Exercise details:
Retype the lines below verbatim, and omit the pictures from your copy.

Items:
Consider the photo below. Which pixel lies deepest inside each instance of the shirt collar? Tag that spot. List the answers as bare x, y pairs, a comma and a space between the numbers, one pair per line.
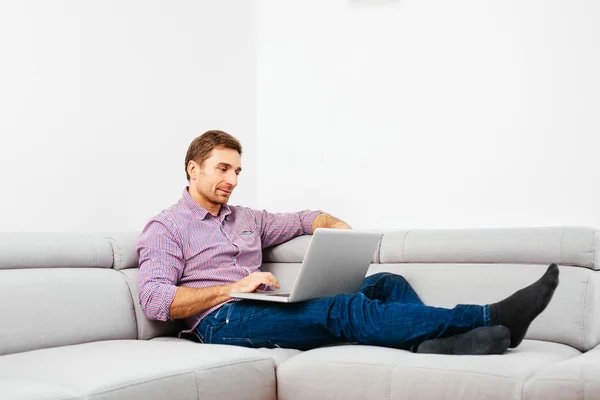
197, 209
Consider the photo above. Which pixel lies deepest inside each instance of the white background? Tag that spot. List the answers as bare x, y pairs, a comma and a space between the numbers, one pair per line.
99, 101
385, 113
431, 114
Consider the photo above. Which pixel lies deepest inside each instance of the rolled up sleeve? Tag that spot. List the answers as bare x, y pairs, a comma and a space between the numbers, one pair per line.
276, 228
161, 265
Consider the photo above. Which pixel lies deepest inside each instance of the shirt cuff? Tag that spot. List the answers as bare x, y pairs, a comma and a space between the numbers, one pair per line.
308, 220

Response:
Consider the photo below. Which pixel lies deepest inside each instance of the shirt collar? Tag that spot. List the answers as bare x, y pairs, a comma and a space between the numbers, one pair per line.
197, 209
Consider the photo above. Which pixel lies deepest inside each instance of the white background? Tag that spot. List the answers as bare x, y pairs, a comma and a space between the numbers, one pair per line.
99, 101
385, 113
431, 114
Consider the photo above. Which pixel lies deepest inside each instance of the rolled up sleeve? Tag that spot. List the answers as bare x, y pairs, a comma and a space between the numbers, one pair per line.
276, 228
161, 265
Consider the photo above. Which pixel lies deepest inside each instance of the shirt cuff? Tag that spot. List the answers as bare x, y pairs, a comma and a space between the numbers, one pair per line.
308, 220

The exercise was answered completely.